- _What you should do_
Word for word, transcribe the lines from the one containing "Can you find the green leaf" through the end of the entries, both included, and nothing else.

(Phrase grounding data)
========================

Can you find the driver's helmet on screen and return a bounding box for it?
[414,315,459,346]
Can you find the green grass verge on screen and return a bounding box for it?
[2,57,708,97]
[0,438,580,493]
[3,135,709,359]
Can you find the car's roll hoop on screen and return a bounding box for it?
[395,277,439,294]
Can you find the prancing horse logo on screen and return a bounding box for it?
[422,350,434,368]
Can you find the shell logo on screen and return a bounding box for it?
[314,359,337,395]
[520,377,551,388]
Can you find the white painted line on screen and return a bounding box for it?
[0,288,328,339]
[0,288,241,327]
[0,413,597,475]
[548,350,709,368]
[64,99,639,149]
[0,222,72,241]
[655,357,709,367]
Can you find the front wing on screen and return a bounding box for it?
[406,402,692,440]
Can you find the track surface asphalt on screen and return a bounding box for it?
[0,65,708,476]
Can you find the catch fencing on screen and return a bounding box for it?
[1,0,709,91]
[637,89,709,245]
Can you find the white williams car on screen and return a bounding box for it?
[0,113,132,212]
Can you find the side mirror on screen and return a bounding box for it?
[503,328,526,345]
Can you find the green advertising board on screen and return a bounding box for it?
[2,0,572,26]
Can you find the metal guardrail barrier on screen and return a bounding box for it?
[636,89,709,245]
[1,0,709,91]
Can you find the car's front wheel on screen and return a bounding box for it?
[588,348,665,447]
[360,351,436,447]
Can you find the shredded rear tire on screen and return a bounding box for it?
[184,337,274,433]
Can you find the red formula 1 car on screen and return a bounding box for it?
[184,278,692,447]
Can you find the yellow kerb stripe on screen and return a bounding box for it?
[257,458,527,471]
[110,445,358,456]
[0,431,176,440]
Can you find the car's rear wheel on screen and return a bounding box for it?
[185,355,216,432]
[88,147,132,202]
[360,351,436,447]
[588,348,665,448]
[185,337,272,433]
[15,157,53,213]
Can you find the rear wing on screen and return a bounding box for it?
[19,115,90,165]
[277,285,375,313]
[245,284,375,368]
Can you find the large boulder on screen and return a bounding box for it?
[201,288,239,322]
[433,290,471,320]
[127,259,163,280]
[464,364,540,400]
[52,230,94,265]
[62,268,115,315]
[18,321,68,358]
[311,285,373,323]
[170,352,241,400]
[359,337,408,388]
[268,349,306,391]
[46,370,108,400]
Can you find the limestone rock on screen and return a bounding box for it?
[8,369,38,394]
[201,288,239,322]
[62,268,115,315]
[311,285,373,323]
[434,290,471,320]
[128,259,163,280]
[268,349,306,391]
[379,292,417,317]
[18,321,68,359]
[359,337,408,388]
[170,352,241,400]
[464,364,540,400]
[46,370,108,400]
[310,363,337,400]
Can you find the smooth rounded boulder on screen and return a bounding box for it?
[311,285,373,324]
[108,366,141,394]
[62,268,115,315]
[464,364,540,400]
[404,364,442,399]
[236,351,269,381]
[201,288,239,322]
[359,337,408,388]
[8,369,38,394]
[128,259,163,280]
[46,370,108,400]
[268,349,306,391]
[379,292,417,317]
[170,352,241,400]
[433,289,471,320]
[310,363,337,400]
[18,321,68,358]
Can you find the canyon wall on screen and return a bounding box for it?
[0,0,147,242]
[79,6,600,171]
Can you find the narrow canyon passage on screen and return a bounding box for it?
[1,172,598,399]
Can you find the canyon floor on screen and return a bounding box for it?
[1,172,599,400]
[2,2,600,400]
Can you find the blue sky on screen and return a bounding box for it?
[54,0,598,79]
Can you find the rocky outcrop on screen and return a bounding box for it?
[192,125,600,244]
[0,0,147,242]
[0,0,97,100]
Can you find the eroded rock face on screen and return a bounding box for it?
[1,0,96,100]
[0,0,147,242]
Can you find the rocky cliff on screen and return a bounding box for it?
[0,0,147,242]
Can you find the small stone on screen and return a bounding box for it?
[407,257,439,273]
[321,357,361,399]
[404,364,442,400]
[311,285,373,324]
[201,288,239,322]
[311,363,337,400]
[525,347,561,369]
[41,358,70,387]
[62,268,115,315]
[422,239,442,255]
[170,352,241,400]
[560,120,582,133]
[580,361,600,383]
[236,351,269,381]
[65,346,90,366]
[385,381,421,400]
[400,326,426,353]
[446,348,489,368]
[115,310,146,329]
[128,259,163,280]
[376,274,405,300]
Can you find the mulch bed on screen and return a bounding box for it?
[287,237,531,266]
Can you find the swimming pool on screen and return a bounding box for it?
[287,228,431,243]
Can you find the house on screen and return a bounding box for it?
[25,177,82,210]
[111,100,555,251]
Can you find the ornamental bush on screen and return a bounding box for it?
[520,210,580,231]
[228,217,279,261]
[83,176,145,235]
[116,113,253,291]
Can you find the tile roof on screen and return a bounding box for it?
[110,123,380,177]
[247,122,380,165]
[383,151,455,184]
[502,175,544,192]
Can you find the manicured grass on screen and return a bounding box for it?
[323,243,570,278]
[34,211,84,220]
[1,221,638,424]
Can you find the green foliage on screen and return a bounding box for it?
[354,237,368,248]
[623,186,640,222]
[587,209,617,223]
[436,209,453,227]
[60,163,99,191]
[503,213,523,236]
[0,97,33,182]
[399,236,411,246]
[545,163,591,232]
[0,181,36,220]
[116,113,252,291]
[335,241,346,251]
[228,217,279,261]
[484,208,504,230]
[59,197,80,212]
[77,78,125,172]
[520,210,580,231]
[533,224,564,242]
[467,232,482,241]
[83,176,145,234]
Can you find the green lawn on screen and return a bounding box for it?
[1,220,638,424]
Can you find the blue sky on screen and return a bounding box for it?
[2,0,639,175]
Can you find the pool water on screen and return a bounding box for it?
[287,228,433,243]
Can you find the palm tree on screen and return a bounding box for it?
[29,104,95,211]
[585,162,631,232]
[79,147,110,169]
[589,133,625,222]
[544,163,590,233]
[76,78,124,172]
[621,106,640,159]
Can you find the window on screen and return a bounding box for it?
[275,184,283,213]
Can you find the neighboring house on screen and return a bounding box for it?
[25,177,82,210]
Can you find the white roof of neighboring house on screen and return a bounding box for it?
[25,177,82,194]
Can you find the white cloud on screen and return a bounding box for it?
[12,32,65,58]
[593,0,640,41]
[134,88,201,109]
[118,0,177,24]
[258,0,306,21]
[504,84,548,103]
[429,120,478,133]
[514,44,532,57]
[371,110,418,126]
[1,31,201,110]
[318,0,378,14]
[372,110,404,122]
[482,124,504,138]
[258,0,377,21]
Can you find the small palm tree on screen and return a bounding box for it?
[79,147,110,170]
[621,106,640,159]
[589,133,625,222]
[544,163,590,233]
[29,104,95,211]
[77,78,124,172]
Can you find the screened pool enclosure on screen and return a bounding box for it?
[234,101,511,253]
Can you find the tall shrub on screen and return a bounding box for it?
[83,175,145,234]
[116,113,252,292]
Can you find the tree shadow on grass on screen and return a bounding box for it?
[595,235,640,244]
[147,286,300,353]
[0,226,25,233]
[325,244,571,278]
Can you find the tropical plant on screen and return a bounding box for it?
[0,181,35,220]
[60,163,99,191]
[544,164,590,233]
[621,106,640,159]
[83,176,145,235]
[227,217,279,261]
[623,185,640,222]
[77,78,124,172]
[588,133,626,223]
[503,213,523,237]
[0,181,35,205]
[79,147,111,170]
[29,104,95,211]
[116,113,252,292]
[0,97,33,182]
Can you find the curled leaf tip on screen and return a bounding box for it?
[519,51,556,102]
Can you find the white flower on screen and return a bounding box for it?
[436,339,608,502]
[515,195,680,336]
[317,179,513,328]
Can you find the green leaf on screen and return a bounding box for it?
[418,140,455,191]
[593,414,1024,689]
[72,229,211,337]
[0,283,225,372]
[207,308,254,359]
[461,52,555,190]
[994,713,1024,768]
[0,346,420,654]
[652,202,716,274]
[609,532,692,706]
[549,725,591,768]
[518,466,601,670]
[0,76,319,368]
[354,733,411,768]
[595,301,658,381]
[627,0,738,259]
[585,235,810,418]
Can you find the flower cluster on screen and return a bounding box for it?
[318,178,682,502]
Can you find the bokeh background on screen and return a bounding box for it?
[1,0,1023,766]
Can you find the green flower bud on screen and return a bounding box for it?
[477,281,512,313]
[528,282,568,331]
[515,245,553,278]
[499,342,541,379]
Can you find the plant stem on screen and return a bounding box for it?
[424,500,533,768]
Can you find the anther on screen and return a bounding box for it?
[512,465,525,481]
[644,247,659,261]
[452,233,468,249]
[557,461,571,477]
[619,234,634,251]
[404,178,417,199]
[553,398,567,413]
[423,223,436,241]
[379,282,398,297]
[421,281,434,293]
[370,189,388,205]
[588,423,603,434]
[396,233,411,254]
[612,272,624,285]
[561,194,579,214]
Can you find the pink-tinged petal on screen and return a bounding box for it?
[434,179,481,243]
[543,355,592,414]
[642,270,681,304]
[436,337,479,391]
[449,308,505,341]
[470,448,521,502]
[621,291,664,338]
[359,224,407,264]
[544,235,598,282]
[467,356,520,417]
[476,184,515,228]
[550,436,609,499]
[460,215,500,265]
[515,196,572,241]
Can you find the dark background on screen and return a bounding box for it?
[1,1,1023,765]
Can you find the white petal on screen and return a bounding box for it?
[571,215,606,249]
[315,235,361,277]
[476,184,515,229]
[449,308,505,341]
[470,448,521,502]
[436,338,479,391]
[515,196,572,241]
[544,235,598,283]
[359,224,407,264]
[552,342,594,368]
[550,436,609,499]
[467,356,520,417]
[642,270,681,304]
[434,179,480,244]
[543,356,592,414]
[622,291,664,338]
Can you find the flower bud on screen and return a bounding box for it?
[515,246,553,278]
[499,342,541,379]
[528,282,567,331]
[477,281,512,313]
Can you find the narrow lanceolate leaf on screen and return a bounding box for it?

========================

- _Reply to the exercise_
Can you find the green leaf on screen and return a bounding box for it?
[418,140,455,191]
[593,414,1024,689]
[72,229,211,337]
[0,283,225,372]
[207,308,254,359]
[461,52,555,190]
[994,713,1024,768]
[0,346,420,654]
[652,202,716,274]
[609,532,692,706]
[549,725,591,768]
[518,466,601,670]
[0,76,319,368]
[354,733,411,768]
[595,301,658,381]
[627,0,738,259]
[585,235,810,418]
Can you find the flower cluster on screen and return a bounding box for it?
[318,178,682,502]
Can you find the bokeh background on screen and return a bounding box for it?
[1,0,1023,766]
Can you find the green flower bud on screen and return a bounding box for it?
[477,281,512,313]
[528,282,568,331]
[515,245,553,278]
[499,342,541,379]
Can you find the plant stem on screen and return a bounding box for it?
[424,500,533,768]
Can you find the anther on screen and return a bounding box for it?
[512,465,525,481]
[644,247,659,261]
[452,233,468,249]
[557,461,571,477]
[619,234,634,251]
[404,178,417,199]
[553,398,567,413]
[423,223,436,241]
[379,282,398,297]
[421,281,434,293]
[370,189,388,205]
[588,423,603,434]
[396,233,411,254]
[612,272,624,285]
[561,194,579,214]
Can you find the pink-tinged petal on screen and return a bounding box for it?
[434,179,481,243]
[543,355,592,414]
[642,270,681,304]
[436,337,479,391]
[449,308,505,341]
[470,448,521,502]
[621,291,664,338]
[359,224,407,264]
[544,235,598,282]
[467,356,520,417]
[476,184,515,228]
[550,436,609,499]
[460,215,500,265]
[515,196,572,241]
Can you find the dark background on screen and return a bounding box for it?
[1,1,1023,765]
Can you find the white petal on screen and return a bounding box for it?
[571,215,606,249]
[315,235,361,277]
[476,184,515,229]
[449,308,505,341]
[470,448,521,502]
[436,338,479,391]
[515,196,572,241]
[544,235,598,283]
[359,224,407,264]
[552,342,594,368]
[550,436,609,499]
[467,356,520,417]
[642,270,681,304]
[434,179,480,244]
[543,356,592,414]
[622,291,664,338]
Can you find the flower bud on screen and return a bounding box for it?
[515,246,553,278]
[499,342,541,379]
[528,282,567,331]
[477,281,512,313]
Can you find the narrow lanceolate leaf on screen and return a bounding box for it?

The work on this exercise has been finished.